## DIRECTION
Scale the material from the line containing "Can you find the white cloud?" up to and including the line containing "[[100, 143]]": reproduce every line in that span, leaving the requests unchanged, and multiply each point coordinate in the answers by 1.3, rounding to whole numbers with halves rounded up. Return only those lines.

-- Start --

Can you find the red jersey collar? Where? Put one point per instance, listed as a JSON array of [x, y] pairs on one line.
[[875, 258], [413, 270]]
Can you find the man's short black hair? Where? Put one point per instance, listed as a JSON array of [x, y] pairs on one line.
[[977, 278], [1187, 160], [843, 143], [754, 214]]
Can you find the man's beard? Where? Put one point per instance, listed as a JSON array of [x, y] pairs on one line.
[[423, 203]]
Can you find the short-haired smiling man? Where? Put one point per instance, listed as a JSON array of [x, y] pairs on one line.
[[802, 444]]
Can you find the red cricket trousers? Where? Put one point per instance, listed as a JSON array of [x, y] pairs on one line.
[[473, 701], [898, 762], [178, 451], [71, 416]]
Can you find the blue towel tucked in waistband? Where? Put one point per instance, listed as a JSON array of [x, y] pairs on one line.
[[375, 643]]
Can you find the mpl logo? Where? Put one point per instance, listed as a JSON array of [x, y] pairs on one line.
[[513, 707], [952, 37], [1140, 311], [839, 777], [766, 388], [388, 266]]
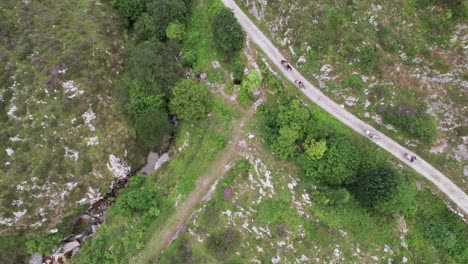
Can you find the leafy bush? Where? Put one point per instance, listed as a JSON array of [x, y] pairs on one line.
[[353, 82], [315, 149], [367, 57], [377, 185], [190, 100], [153, 67], [137, 198], [413, 120], [163, 13], [175, 30], [339, 165], [153, 129], [227, 33]]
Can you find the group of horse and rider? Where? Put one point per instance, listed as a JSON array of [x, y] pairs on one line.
[[288, 67], [369, 133]]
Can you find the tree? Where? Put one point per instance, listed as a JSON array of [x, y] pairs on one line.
[[315, 149], [340, 163], [252, 81], [175, 30], [153, 129], [190, 100], [227, 33], [130, 9], [285, 145], [377, 185], [163, 12], [152, 65]]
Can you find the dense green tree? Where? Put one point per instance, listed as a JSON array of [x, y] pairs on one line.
[[152, 65], [159, 16], [315, 149], [141, 101], [130, 9], [227, 33], [340, 163], [190, 100], [252, 81], [377, 185], [153, 129], [285, 145], [175, 30]]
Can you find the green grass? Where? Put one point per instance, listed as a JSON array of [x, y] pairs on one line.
[[391, 43], [350, 226], [88, 40]]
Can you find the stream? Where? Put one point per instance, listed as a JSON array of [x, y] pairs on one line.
[[87, 223]]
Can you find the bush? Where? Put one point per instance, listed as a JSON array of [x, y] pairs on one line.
[[153, 129], [153, 67], [377, 185], [367, 59], [339, 165], [413, 120], [227, 33], [130, 9], [353, 82], [190, 100]]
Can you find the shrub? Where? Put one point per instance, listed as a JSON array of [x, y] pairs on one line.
[[175, 30], [367, 59], [227, 33], [190, 100], [377, 185], [353, 82], [152, 65], [153, 129], [339, 165]]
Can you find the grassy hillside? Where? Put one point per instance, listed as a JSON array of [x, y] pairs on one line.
[[396, 64], [61, 111]]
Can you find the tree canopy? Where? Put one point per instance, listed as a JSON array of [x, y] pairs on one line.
[[153, 129], [227, 33], [377, 185], [152, 66], [190, 100]]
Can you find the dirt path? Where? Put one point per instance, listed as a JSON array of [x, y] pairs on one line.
[[163, 237], [421, 166]]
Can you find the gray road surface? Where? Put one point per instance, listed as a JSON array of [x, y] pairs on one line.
[[421, 166]]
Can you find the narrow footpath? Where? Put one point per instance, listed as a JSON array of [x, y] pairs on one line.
[[162, 237], [314, 94]]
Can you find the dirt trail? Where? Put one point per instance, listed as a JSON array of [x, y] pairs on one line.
[[314, 94], [163, 237]]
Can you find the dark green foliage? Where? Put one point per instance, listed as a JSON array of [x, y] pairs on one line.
[[153, 129], [238, 71], [141, 101], [137, 198], [227, 33], [130, 9], [12, 249], [190, 100], [152, 66], [353, 82], [160, 14], [367, 59], [413, 120], [340, 163], [377, 185]]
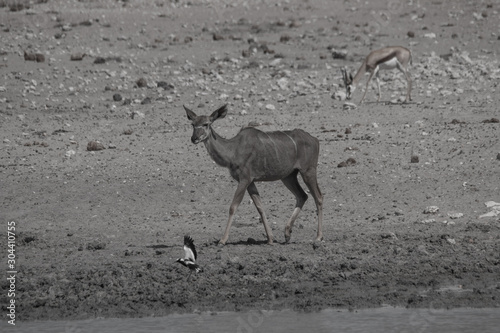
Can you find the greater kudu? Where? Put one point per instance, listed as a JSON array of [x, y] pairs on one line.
[[253, 155]]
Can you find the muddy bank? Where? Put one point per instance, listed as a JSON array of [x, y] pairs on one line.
[[98, 230]]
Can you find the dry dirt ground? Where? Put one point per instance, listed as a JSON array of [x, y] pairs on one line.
[[97, 232]]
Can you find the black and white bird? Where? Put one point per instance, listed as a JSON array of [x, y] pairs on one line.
[[190, 255]]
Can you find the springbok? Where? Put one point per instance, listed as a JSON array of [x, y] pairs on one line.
[[387, 58], [253, 155]]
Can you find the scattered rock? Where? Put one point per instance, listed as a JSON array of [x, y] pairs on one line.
[[349, 162], [340, 95], [431, 210], [284, 38], [217, 36], [349, 106], [77, 56], [339, 54], [165, 85], [455, 215], [96, 245], [100, 60], [495, 209], [251, 241], [38, 57], [95, 146], [491, 121], [141, 83]]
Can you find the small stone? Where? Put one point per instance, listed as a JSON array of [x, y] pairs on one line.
[[455, 215], [77, 56], [217, 36], [95, 146], [431, 210], [165, 85], [348, 106], [340, 95], [284, 38], [99, 60], [251, 240], [141, 82], [339, 54], [349, 162]]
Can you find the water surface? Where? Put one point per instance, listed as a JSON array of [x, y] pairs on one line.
[[385, 320]]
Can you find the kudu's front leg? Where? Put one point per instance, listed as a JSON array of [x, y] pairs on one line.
[[254, 194], [238, 197]]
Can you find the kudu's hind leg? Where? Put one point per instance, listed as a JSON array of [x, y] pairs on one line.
[[310, 178], [292, 183], [408, 81], [254, 194]]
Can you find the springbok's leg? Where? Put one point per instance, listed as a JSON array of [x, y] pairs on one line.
[[310, 178], [408, 81], [254, 194], [238, 196], [378, 84], [292, 183], [367, 84]]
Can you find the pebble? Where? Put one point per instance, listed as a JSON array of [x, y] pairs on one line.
[[349, 106], [95, 146], [431, 210]]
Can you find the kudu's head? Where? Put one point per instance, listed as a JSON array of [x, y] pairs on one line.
[[349, 88], [202, 124]]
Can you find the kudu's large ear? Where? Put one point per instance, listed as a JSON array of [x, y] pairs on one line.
[[219, 113], [191, 115]]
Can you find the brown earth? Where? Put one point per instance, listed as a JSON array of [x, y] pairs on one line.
[[97, 232]]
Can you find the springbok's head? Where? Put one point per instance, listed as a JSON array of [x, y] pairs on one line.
[[202, 124], [349, 87]]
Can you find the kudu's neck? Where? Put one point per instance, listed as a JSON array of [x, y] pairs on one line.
[[221, 150]]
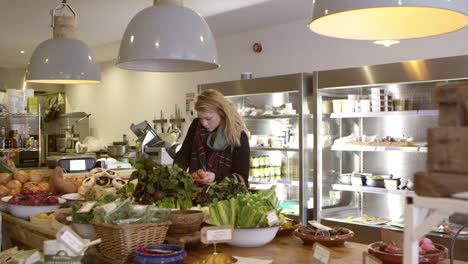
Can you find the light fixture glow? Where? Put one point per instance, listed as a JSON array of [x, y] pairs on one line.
[[381, 19], [63, 59], [188, 42], [387, 43]]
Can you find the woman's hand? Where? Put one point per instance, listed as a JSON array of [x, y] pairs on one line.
[[209, 177]]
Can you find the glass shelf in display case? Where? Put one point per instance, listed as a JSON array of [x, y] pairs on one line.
[[276, 110]]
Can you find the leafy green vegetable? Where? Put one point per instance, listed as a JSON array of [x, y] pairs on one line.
[[87, 217], [224, 190], [245, 210], [158, 182]]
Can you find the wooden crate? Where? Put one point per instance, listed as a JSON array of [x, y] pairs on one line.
[[26, 233], [448, 150], [436, 184], [454, 92], [452, 98]]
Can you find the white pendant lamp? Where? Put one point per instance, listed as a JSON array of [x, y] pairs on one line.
[[387, 19], [168, 37], [63, 59]]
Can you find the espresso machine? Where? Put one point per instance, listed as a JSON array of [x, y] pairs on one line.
[[62, 133], [151, 144]]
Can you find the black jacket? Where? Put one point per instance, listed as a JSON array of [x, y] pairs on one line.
[[240, 155]]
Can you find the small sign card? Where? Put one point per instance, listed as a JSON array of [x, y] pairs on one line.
[[86, 207], [320, 254], [272, 218], [216, 234], [392, 237], [369, 259]]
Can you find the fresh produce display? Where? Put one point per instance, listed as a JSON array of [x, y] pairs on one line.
[[87, 217], [21, 180], [99, 183], [245, 210], [37, 198], [199, 174], [215, 258], [59, 184], [166, 187], [124, 211], [224, 190], [312, 230]]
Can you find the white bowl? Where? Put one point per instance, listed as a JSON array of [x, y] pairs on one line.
[[253, 237], [25, 211], [85, 230]]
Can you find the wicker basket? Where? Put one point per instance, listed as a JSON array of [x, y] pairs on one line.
[[120, 241]]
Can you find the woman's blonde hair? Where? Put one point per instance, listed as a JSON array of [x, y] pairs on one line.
[[213, 101]]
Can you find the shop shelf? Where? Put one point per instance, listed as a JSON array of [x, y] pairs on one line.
[[19, 149], [384, 114], [272, 149], [257, 180], [367, 189], [7, 115], [271, 117], [378, 148]]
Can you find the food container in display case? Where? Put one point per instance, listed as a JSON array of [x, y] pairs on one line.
[[392, 140], [276, 111]]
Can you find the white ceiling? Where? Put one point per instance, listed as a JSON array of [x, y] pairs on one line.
[[101, 23]]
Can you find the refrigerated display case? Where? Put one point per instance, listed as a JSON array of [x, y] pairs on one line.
[[371, 138], [275, 110]]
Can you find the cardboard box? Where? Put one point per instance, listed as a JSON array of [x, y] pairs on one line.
[[33, 105], [57, 252]]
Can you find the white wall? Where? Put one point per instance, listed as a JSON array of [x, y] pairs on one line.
[[126, 97], [14, 79]]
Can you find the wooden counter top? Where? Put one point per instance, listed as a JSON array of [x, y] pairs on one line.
[[288, 249]]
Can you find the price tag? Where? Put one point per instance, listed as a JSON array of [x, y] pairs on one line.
[[272, 218], [109, 207], [86, 207], [216, 234], [369, 259], [320, 254]]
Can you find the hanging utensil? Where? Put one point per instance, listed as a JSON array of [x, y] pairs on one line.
[[162, 122]]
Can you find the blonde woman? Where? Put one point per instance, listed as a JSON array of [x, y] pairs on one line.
[[216, 141]]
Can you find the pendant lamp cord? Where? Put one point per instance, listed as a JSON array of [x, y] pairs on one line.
[[61, 6], [452, 243]]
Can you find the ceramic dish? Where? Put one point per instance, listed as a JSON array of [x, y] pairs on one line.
[[388, 258], [328, 241], [287, 230]]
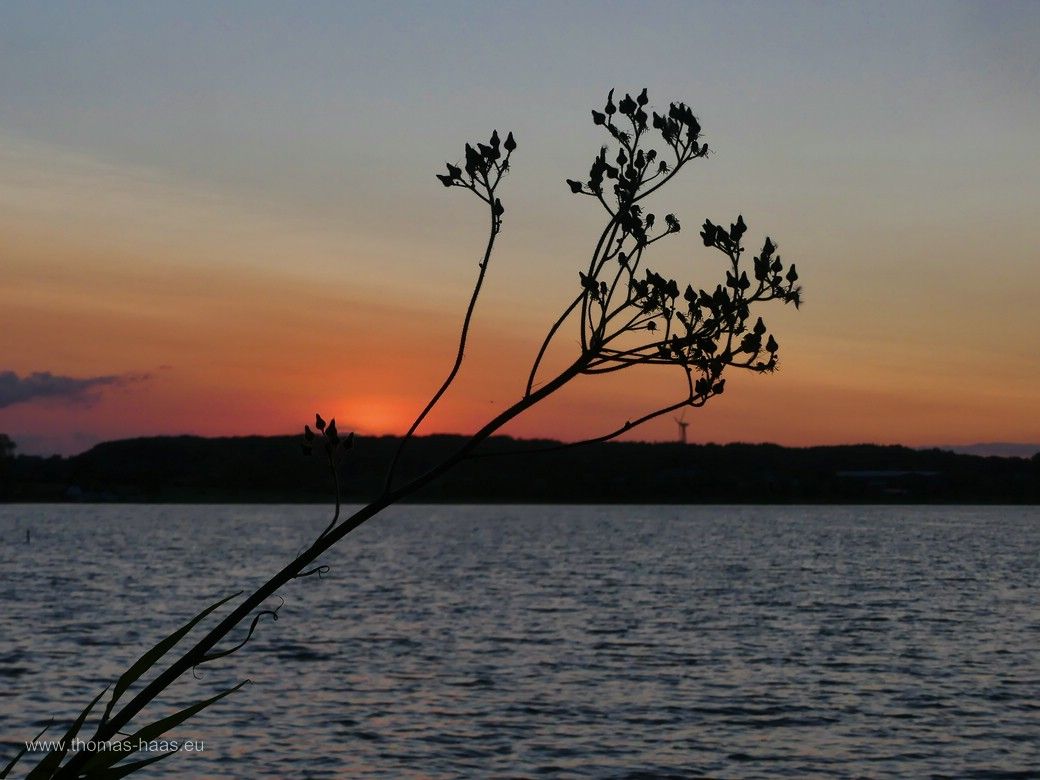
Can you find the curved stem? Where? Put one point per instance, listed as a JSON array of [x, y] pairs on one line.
[[198, 653], [388, 484]]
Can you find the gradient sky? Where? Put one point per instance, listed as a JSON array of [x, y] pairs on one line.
[[219, 217]]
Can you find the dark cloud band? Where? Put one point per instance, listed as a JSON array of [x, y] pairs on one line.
[[44, 385]]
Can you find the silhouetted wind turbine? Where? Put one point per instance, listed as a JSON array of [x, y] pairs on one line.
[[682, 427]]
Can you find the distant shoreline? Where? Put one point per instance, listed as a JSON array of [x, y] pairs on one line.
[[256, 469]]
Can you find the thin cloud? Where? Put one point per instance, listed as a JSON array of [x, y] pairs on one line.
[[47, 386]]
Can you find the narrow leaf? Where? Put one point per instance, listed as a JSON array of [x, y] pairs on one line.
[[53, 759], [10, 764], [106, 758], [149, 659]]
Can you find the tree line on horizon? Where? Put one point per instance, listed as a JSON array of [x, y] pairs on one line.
[[270, 469]]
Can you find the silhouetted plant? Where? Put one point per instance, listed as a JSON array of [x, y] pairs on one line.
[[626, 314]]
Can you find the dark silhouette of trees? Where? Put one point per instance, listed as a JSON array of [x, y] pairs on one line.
[[626, 315]]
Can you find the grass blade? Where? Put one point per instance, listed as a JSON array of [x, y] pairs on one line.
[[52, 760], [113, 773], [106, 758], [149, 659], [10, 764]]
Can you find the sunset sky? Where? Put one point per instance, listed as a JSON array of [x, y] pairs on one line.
[[218, 218]]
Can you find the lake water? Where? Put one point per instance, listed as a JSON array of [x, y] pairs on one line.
[[619, 642]]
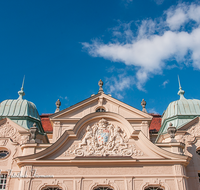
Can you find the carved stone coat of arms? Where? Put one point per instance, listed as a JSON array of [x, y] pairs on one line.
[[103, 139]]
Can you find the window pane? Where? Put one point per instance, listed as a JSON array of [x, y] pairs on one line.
[[3, 181]]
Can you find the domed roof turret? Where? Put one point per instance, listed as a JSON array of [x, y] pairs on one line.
[[180, 112], [21, 111]]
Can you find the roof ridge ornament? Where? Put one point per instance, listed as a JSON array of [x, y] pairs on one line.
[[58, 104], [100, 83], [143, 104], [180, 92], [21, 92]]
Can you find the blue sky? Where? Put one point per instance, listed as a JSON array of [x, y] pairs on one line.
[[64, 47]]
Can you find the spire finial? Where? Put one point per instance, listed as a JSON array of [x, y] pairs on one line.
[[143, 104], [21, 92], [58, 104], [100, 83], [180, 92]]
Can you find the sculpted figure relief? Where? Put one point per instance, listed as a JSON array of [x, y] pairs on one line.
[[103, 139], [11, 132]]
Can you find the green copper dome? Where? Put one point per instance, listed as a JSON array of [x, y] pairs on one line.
[[180, 112], [21, 111]]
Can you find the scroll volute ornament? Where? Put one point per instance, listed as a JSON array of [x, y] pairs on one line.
[[172, 131]]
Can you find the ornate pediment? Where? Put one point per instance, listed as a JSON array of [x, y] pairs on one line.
[[11, 132], [104, 139]]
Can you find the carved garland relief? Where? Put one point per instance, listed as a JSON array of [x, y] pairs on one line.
[[104, 139], [11, 132]]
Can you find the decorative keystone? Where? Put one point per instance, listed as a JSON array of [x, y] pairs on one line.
[[34, 132], [100, 83], [172, 131], [58, 104], [143, 104]]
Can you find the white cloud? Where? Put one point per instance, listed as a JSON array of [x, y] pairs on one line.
[[61, 97], [159, 2], [165, 83], [155, 43], [118, 84], [152, 110]]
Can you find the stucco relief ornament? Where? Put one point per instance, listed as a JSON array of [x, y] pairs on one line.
[[104, 139]]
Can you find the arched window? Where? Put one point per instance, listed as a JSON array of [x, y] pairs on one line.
[[100, 110], [52, 188], [3, 153], [153, 188], [103, 188]]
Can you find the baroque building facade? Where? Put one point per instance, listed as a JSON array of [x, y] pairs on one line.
[[100, 143]]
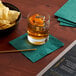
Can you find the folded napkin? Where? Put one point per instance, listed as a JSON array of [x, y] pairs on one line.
[[66, 21], [42, 50], [68, 13], [66, 24]]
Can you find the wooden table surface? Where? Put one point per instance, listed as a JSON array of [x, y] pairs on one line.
[[16, 64]]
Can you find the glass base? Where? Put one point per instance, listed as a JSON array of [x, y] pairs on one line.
[[37, 41]]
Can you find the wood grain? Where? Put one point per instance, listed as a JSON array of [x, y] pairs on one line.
[[15, 64]]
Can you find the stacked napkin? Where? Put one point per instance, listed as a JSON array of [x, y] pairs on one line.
[[67, 14], [22, 43]]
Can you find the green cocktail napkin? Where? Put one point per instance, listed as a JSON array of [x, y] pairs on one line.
[[42, 50], [68, 11], [66, 21]]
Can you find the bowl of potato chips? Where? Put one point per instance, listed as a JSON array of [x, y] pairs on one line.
[[9, 17]]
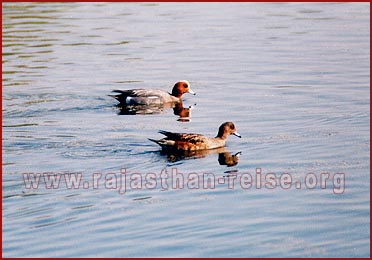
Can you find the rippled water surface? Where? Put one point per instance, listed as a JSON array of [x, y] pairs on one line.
[[293, 77]]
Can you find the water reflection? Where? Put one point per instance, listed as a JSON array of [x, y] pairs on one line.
[[224, 157], [184, 113]]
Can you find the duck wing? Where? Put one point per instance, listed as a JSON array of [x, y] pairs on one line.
[[182, 137], [141, 92]]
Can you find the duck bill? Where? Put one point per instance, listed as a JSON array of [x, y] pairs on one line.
[[191, 92], [237, 134]]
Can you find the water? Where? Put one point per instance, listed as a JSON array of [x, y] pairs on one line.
[[293, 77]]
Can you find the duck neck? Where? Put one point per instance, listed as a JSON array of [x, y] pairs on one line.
[[222, 135], [176, 93]]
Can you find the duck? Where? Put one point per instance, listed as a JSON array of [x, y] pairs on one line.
[[147, 97], [196, 142]]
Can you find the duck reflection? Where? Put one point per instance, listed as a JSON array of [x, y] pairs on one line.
[[224, 157], [184, 113]]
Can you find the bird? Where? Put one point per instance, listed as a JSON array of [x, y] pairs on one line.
[[132, 97], [195, 142]]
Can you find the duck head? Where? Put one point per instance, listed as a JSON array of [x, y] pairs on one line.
[[182, 87], [226, 129]]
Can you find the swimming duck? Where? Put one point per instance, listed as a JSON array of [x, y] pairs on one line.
[[152, 96], [194, 142]]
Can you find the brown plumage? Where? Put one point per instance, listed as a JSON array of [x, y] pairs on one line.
[[152, 96], [194, 142]]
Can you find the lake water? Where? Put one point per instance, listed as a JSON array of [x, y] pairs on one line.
[[293, 77]]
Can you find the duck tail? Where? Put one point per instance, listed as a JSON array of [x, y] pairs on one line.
[[162, 142]]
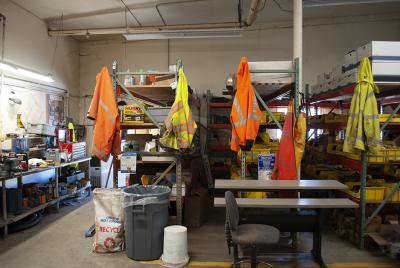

-- End --

## SOLUTION TO THE EXERCISE
Can you find the white cloud? Where? Put one point per instance, listed as a JSON array of [x, y] pairs on one line.
[[79, 126], [207, 3], [215, 108], [202, 56], [153, 109], [198, 143]]
Can you find the stucco relief ornament? Where? Put one point per instance, listed as a JSON array of [x, y] pairs on one line.
[[135, 181]]
Can you find the arched window? Where? Put one point per instance, listed as a JSON array of [x, y] pairs on one line.
[[130, 143], [68, 244], [4, 199], [199, 244], [134, 244]]
Can you find the baroque building facade? Where? Put one point per instance, listed as a JSON array of [x, y] pairs on one line.
[[130, 186]]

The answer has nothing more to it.